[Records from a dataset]
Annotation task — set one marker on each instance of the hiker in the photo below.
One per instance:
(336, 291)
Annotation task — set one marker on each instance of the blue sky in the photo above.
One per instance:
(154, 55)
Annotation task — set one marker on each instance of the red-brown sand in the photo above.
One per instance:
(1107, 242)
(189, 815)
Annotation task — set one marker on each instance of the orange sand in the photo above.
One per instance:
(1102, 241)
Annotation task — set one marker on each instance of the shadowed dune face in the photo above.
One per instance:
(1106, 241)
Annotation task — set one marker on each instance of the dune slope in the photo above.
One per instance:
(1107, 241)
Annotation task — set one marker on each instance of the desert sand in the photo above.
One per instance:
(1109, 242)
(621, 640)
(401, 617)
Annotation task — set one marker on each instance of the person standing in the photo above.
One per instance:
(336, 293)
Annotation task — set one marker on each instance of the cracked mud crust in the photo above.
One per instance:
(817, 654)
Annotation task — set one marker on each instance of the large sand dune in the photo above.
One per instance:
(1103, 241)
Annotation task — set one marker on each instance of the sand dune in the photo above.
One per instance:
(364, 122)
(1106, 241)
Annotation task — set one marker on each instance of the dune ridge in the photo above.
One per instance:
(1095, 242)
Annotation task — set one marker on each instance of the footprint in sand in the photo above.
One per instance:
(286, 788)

◆ Task item
Each record above must be given again exactly.

◆ Response to the task
Annotation task — set one marker on each instance of the hiker in the photo below.
One per instance:
(336, 291)
Annotation task — set one marker on each instance of the blue sky in the photo above.
One per instance:
(154, 55)
Annotation task — set one marker on each instance of the red-brown sand in the photo above.
One per instance:
(1107, 242)
(189, 815)
Annotation task — set one marker on each instance of the orange sand in the photo above.
One per instance:
(1102, 241)
Annotation task — set one marker on each instance of the shadowed dune face in the photo above.
One per instance:
(1106, 241)
Annotation task — set one marker on each instance of the dune slope in the photo above.
One per instance:
(1107, 241)
Annotation task — set one marker on each instance of the desert sand in the photo above.
One per instance:
(1109, 242)
(621, 640)
(401, 617)
Annotation task — set one marker on each instance of the person standing in the photo above.
One per instance:
(336, 293)
Annotation task — set one marker on each instance of the cracked mud crust in the photo above.
One per instance:
(817, 654)
Annotation task — set one marker on each instance of the large sand dune in the photo above.
One per instance:
(1103, 241)
Annotation task — set one marker on each instance of the sand dune in the photo above.
One per instance:
(364, 122)
(1106, 241)
Annotation task — set one marker on each instance of the dune ridge in the photo above.
One per instance:
(1095, 242)
Annotation task — set one marker on each instance of the footprint in sand in the photo above.
One per instance:
(286, 788)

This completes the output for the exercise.